• _Your task_:
Express the rows below as a two-column CSV with the headers "prompt" and "answer". Use one line for each row, wrap each field in double quotes, turn any line breaks into spaces, and leave the pictures out.

[Pointing dataset excerpts]
------------------------

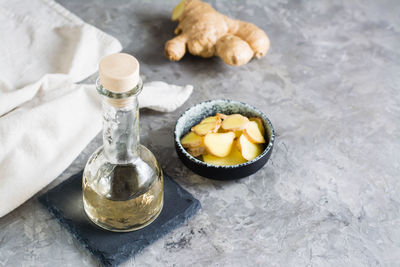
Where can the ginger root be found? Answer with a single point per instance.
(206, 33)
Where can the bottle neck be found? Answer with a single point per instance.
(121, 131)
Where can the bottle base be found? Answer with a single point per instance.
(130, 228)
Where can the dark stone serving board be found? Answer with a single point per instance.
(65, 203)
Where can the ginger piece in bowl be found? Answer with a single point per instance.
(206, 33)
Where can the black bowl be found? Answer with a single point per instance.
(195, 114)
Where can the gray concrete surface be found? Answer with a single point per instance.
(330, 195)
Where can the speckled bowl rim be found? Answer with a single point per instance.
(264, 117)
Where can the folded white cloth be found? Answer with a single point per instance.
(46, 119)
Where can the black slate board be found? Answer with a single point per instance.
(65, 203)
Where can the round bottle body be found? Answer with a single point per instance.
(122, 197)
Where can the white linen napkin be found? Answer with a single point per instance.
(46, 119)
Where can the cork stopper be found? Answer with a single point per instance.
(119, 73)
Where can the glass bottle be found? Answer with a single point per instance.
(122, 182)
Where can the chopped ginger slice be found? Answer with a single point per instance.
(205, 128)
(234, 158)
(191, 139)
(248, 149)
(259, 123)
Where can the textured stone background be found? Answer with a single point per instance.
(330, 195)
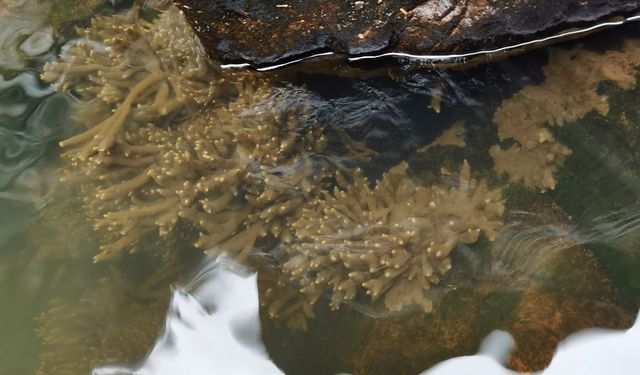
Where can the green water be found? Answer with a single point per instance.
(564, 259)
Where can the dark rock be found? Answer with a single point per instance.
(263, 32)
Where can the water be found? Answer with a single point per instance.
(318, 219)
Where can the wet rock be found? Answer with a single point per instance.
(568, 293)
(263, 32)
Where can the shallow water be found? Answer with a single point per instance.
(90, 256)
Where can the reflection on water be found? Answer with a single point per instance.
(389, 219)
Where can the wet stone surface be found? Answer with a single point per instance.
(264, 32)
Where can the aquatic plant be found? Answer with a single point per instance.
(570, 92)
(113, 322)
(142, 71)
(392, 241)
(233, 170)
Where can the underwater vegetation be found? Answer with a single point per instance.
(232, 163)
(391, 241)
(570, 91)
(232, 175)
(113, 322)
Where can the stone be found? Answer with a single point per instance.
(265, 32)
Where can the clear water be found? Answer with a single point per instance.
(564, 257)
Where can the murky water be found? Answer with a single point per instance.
(318, 219)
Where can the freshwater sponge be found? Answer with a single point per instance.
(391, 242)
(570, 92)
(233, 174)
(232, 170)
(113, 323)
(142, 71)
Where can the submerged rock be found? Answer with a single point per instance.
(269, 31)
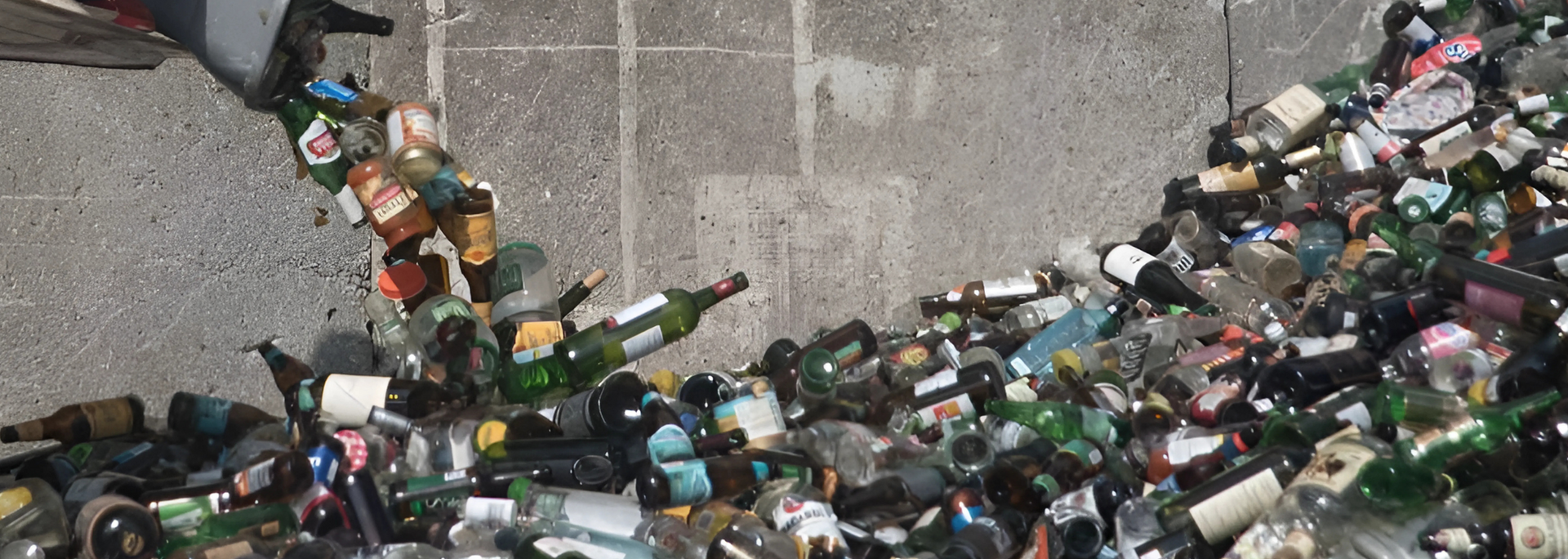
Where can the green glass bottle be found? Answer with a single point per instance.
(313, 137)
(1062, 421)
(587, 357)
(1414, 473)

------------------------

• _The reply_:
prompt,answer
"Where can the ginger root be found? Answer with a single point per instance.","(206, 33)"
"Where can the bottle neck be found? Answer with a single point per instance.","(121, 131)"
"Where can the bottle base be found? Answer with a single point per instance.","(130, 228)"
"Where can the dark stone serving board be found? Answer with a single point per instance.","(65, 203)"
"Where can the ginger piece in bowl be found? Answer with a single point per instance.","(206, 33)"
"Where can the black bowl be found? Answer with a single point per instance.","(195, 114)"
"Where can the gray concrete surface be found? Answer with a single point per instance.","(330, 195)"
"Where can the speckled bowl rim be found? Answer with a single point per instance.","(264, 117)"
"Where can the folded white cloth be found? Answer with a single point per instance.","(46, 119)"
"Where can the black slate board be found? Answer with a single point per instance.","(65, 203)"
"Where can the round bottle body be found? Answer with a single point per instance.","(122, 197)"
"Where can the white linen napkin be found? Answer with a single point per instance.","(46, 119)"
"Where can the cork stopper be found? Answer with a single point per instance.","(119, 73)"
"Where can the glass bottle be found? Answer with a single point per instance.","(122, 182)"
"Where can the chopped ginger slice be found? Answer with a single point per instance.","(205, 128) (234, 158) (191, 139) (248, 149) (259, 123)"
"Where can the textured stone background be found? Answer with a single point per instance.","(330, 195)"
"Where can the green water be found? Answer with a single point per instance.","(564, 259)"
"Where can the dark rock be found? Answer with a single point per instance.","(263, 32)"
"Where can the water be found? Answer with a single point per instance.","(318, 219)"
"Where can the wet rock be found? Answer with a single point per instance.","(568, 293) (263, 32)"
"Where can the shallow water be found? Answer with a single point per instance.","(90, 256)"
"Where can the reflection on water be found? Answer with a single point per instance.","(389, 219)"
"Where can the wet stone surface be found? Answer with a single point per instance.","(264, 32)"
"Where can the aquatic plant be found? Answer with a single point per instance.","(570, 92) (113, 322) (142, 71) (392, 241) (233, 170)"
"Where can the underwater vegetation be found? Answer with a single point per instance.","(232, 163) (391, 241) (570, 91) (232, 175) (113, 322)"
"Where can the stone be found? Answer with a single point per instance.","(265, 32)"
"Where can the clear water be found? Answer with a single point per instance.","(564, 257)"
"Where can the murky water be found? Answer with a single point per instance.","(318, 219)"
"Where can the freshwater sponge be found? Answer with a single point per instance.","(391, 242) (570, 92) (233, 174) (232, 170) (113, 323) (142, 71)"
"Where can the submerged rock be found? Answer with a single point per instance.","(269, 31)"
"Where can the green glass bottle be found? Answer with a single point per instance.","(313, 137) (1062, 421) (587, 357) (1414, 473)"